_CHALLENGE_
Substitute "image coordinates" for every occurrence of "pixel coordinates" in the listing below, leaving everything else unchanged. Reproduce the full listing without the pictures.

Entries from a dataset:
#####

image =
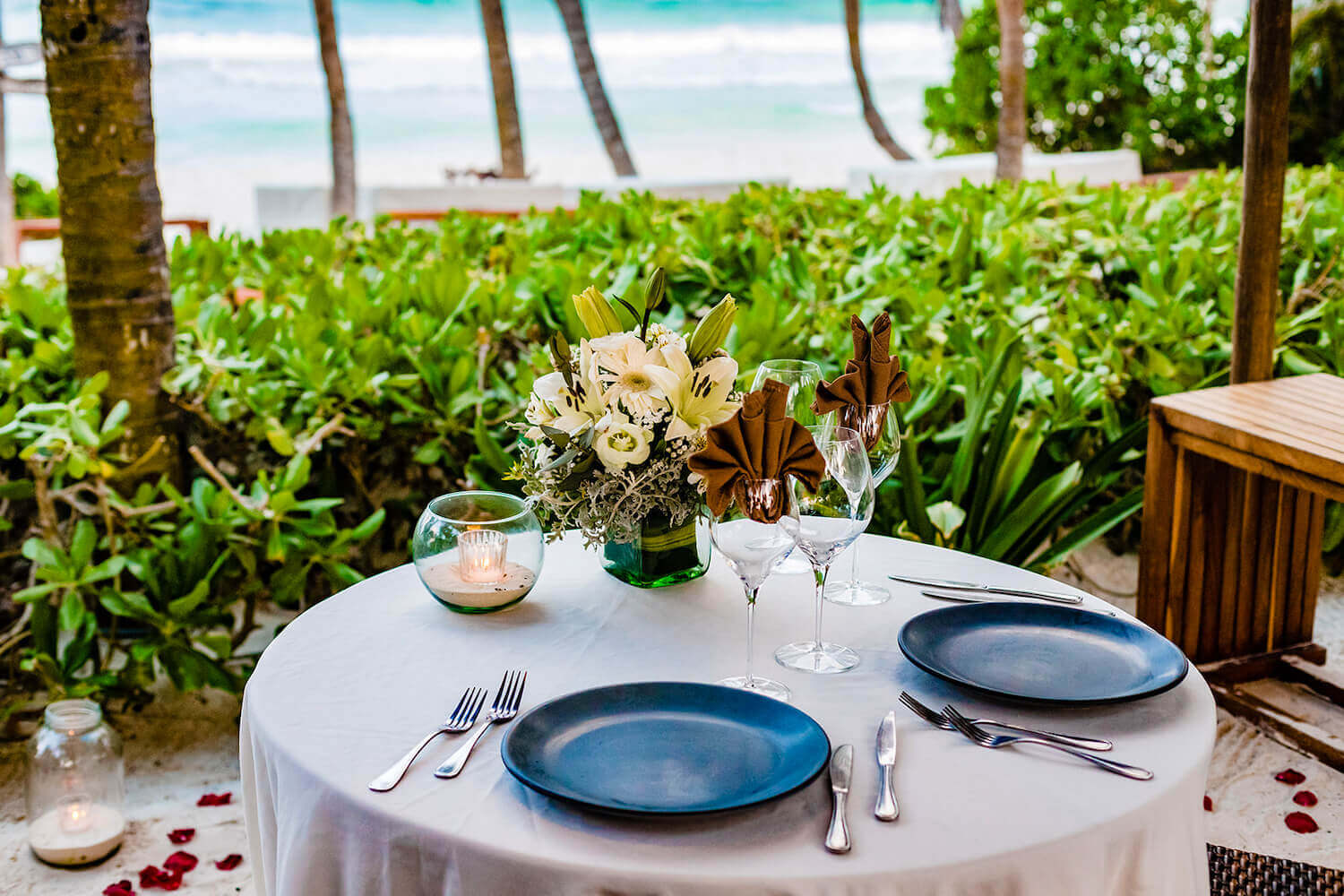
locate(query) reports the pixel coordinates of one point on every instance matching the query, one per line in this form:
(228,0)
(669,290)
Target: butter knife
(887,807)
(961,597)
(1058,597)
(841,766)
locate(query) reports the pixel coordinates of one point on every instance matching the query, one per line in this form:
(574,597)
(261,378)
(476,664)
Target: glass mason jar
(478,551)
(663,554)
(75,785)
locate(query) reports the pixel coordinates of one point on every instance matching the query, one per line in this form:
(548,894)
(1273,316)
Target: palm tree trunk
(505,101)
(602,116)
(8,242)
(1012,86)
(112,230)
(870,109)
(343,134)
(951,18)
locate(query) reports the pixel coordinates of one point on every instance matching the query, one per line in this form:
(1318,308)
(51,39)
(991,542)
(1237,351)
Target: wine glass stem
(820,573)
(752,594)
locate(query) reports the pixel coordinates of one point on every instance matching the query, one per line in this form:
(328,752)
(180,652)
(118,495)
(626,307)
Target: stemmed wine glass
(881,432)
(753,549)
(824,522)
(801,378)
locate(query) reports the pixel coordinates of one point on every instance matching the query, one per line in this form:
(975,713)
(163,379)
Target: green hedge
(332,382)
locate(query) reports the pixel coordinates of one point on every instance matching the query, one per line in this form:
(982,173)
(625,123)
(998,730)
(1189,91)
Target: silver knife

#####

_TASK ANSWER_
image =
locate(query) reports the image coordinates of one point on every instance matching the query, one per line in this form:
(228,0)
(669,290)
Target: butter knife
(887,807)
(961,597)
(1058,597)
(841,766)
locate(query) reports the image coordinates of one point on every instance matching the query, one per line in this form:
(574,597)
(261,378)
(476,664)
Target: glass mason jar
(478,551)
(663,554)
(75,785)
locate(query) reports the image coordinates of one point on every instance matching the query, one per line in this form:
(548,894)
(1273,316)
Target: palm tree trunk
(505,101)
(602,116)
(8,242)
(1012,86)
(112,230)
(870,109)
(343,134)
(951,18)
locate(query) reports the image coordinates of one point on every instance matching the query, one per line in this form:
(1318,308)
(51,39)
(991,542)
(1237,351)
Target: wine glass stem
(820,573)
(752,594)
locate(query) reports the image coordinates of one point on every instance matching the query, one per line in this form:
(328,752)
(180,652)
(118,495)
(626,307)
Target: stemmed wine glass
(881,432)
(753,549)
(824,522)
(801,378)
locate(query) reports the image coordinates of one point on every instance matching the query, one per line in this form:
(975,713)
(163,379)
Target: green hedge
(332,382)
locate(query) reports the image coordinates of one point on every instance matching the query, one per line in this form:
(982,173)
(625,123)
(998,730)
(1189,91)
Target: silver knife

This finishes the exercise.